▶ WHAT THE EXERCISE ASKS:
Write out every line of the data below as a numbered list, leaving out any blank lines.

▶ DATA EXTRACT:

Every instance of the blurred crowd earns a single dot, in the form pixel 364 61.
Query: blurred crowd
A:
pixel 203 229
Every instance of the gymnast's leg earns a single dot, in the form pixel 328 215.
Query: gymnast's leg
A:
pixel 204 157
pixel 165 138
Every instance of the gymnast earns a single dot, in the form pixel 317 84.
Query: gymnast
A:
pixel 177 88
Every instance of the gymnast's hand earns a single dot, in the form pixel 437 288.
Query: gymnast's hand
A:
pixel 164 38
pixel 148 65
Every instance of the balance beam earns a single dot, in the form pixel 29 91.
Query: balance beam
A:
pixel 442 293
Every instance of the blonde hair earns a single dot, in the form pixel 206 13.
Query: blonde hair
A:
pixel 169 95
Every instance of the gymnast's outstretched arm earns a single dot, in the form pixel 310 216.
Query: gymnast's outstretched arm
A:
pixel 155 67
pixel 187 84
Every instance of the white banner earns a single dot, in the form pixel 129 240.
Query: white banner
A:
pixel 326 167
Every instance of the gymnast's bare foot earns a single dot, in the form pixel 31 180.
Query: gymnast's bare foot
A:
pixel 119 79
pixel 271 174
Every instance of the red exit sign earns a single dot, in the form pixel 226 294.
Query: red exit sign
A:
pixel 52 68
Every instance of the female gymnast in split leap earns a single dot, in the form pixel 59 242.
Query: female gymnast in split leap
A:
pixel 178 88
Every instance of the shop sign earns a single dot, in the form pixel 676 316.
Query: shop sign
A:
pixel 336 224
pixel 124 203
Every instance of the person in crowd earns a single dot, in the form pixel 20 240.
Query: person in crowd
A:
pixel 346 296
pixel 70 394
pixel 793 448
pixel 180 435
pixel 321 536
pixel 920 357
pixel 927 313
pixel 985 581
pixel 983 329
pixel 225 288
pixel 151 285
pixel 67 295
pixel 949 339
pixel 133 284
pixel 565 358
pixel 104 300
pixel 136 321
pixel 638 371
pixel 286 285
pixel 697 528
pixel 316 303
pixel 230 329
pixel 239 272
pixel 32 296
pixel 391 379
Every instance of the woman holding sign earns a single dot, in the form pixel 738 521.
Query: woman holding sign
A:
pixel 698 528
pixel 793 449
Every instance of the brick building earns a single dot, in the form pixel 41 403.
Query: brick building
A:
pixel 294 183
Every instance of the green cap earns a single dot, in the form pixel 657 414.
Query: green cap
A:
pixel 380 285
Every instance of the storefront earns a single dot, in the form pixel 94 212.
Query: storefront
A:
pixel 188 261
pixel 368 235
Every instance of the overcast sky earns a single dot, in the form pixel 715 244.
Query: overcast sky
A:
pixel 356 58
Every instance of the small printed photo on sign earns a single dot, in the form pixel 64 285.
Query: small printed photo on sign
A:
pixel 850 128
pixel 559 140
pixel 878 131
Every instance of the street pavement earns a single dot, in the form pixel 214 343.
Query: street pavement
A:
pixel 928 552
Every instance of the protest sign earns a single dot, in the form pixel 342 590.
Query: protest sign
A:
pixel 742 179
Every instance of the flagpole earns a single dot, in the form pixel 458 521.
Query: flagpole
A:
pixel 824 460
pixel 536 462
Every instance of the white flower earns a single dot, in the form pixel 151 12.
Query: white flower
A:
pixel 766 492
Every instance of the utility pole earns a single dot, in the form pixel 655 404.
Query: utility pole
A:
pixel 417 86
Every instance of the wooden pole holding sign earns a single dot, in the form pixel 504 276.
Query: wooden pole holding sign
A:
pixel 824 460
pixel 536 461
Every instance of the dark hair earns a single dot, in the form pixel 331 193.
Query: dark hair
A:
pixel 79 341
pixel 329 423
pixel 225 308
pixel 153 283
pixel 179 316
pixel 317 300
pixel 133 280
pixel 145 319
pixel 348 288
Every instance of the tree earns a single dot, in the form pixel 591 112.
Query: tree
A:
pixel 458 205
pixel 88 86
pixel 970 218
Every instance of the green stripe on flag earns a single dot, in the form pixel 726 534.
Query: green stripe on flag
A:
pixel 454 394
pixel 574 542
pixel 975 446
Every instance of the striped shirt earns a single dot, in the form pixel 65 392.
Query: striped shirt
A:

▶ COMPLETED TASK:
1. Every instance of the blurred crowd earns a single dot, in the form pixel 364 61.
2. Query: blurred crowd
3. A:
4. pixel 203 229
5. Every instance of the gymnast's leg earns a single dot, in the form pixel 328 215.
6. Query: gymnast's leg
7. A:
8. pixel 204 157
9. pixel 165 138
10. Every instance of the gymnast earns a single dot, in the form pixel 317 84.
11. Query: gymnast
12. A:
13. pixel 177 88
14. Every instance of the gymnast's hand earns a single dot, in the form pixel 437 288.
15. Query: gymnast's hand
16. A:
17. pixel 164 38
18. pixel 148 65
19. Every instance of the balance beam earns a single dot, in the form pixel 29 91.
20. Query: balance beam
21. A:
22. pixel 442 293
23. Every instance of the blonde hair earns a single dot, in the form pixel 206 13.
24. Query: blonde hair
25. A:
26. pixel 169 95
27. Every instance of the gymnast's outstretched arm earns a single dot, in the form pixel 310 216.
28. Query: gymnast's outstretched arm
29. A:
30. pixel 155 67
31. pixel 187 84
32. Every instance of the white banner earns a single dot, in the form pixel 129 240.
33. Query: white banner
34. A:
35. pixel 326 167
36. Every instance of the gymnast's bare foot earns a single dot, in the form pixel 31 180.
37. Query: gymnast's bare foot
38. A:
39. pixel 119 79
40. pixel 271 174
41. Every instance of the red exit sign earns a single dot, in the form pixel 226 294.
42. Query: red exit sign
43. A:
44. pixel 52 68
45. Every instance of the female gymnast in split leap earns a single dot, in the form pixel 59 242.
46. Query: female gymnast in split leap
47. A:
48. pixel 178 88
49. Every instance of the shop sign earns a single dot, in the form pixel 676 316.
50. Query: shop sign
51. A:
52. pixel 336 224
53. pixel 124 203
54. Every instance of the person in crowd earns a single dot, in the form pixel 20 240.
55. Query: person in crowd
56. A:
57. pixel 346 296
58. pixel 70 394
59. pixel 793 448
60. pixel 180 435
61. pixel 321 536
62. pixel 920 357
63. pixel 927 313
64. pixel 985 581
65. pixel 983 329
66. pixel 225 288
67. pixel 151 285
68. pixel 67 295
69. pixel 949 339
70. pixel 133 284
71. pixel 565 358
72. pixel 104 300
73. pixel 136 321
74. pixel 638 371
75. pixel 286 285
76. pixel 697 528
77. pixel 316 303
78. pixel 230 329
79. pixel 239 272
80. pixel 32 296
81. pixel 391 379
82. Every instance of the woman holding sign earns a single dot, in the form pixel 738 521.
83. Query: woman holding sign
84. A:
85. pixel 698 528
86. pixel 793 449
87. Every instance of the brick building earns a single dot, in the form pixel 41 403.
88. Query: brick building
89. A:
90. pixel 294 183
91. Every instance of the green cap earns a single dot, in the form pixel 657 414.
92. Query: green cap
93. A:
94. pixel 380 285
95. Every instance of the storefront earns a single dot, in the form pixel 94 212.
96. Query: storefront
97. A:
98. pixel 188 261
99. pixel 368 235
100. Every instance of the overcast sky earns a single dot, in the form pixel 715 244.
101. Query: overcast sky
102. A:
103. pixel 356 58
104. Every instance of the small printed photo on sign earns a single dot, in the form pixel 64 285.
105. Query: small printed photo on sign
106. A:
107. pixel 850 128
108. pixel 559 140
109. pixel 878 131
110. Every instance of the street pavement earns a single dot, in the form pixel 214 343.
111. Query: street pavement
112. A:
113. pixel 928 552
114. Every instance of the protest sign earns a single dot, in the form pixel 342 590.
115. Query: protest sign
116. A:
117. pixel 742 179
118. Every instance of the flagpole earns a single dot, in the form pixel 458 521.
119. Query: flagpole
120. A:
121. pixel 824 460
122. pixel 536 462
123. Every instance of the white flower earns a single dot, in the form pixel 151 12.
124. Query: white flower
125. A:
126. pixel 766 492
127. Every instance of the utility pole earns a single dot, in the form pixel 655 404.
128. Query: utility pole
129. A:
130. pixel 417 86
131. Every instance of the wooden pole holding sign earns a single dot, in the form pixel 504 276.
132. Query: wooden pole holding sign
133. A:
134. pixel 824 460
135. pixel 536 461
136. Every instance of the dark hair earns a single dot, in the form pixel 331 193.
137. Query: dark hair
138. A:
139. pixel 79 341
140. pixel 329 423
141. pixel 225 308
142. pixel 153 283
143. pixel 179 316
144. pixel 317 300
145. pixel 133 280
146. pixel 145 319
147. pixel 348 288
148. Every instance of the tree earns a single dot, in the form pixel 591 112.
149. Query: tree
150. A:
151. pixel 458 205
152. pixel 88 86
153. pixel 970 218
154. Every instance of the green stripe on flag earns a single dot, in the form pixel 726 534.
155. Query: green stripe on flag
156. A:
157. pixel 454 394
158. pixel 574 542
159. pixel 975 446
160. Every instance of the striped shirt earns a single dot, in the form pixel 65 392.
161. Query: striped shirt
162. A:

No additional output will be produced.